■ Stated exercise ■
Reproduce every line of the records below verbatim, leaving out the pictures.
— BEGIN —
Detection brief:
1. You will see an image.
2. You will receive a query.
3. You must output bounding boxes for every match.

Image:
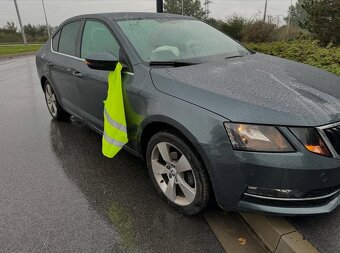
— END —
■ Task response ■
Detection brief:
1. You will see an image.
2. You will receive a query.
3. You must output bounding boxes for every match.

Image:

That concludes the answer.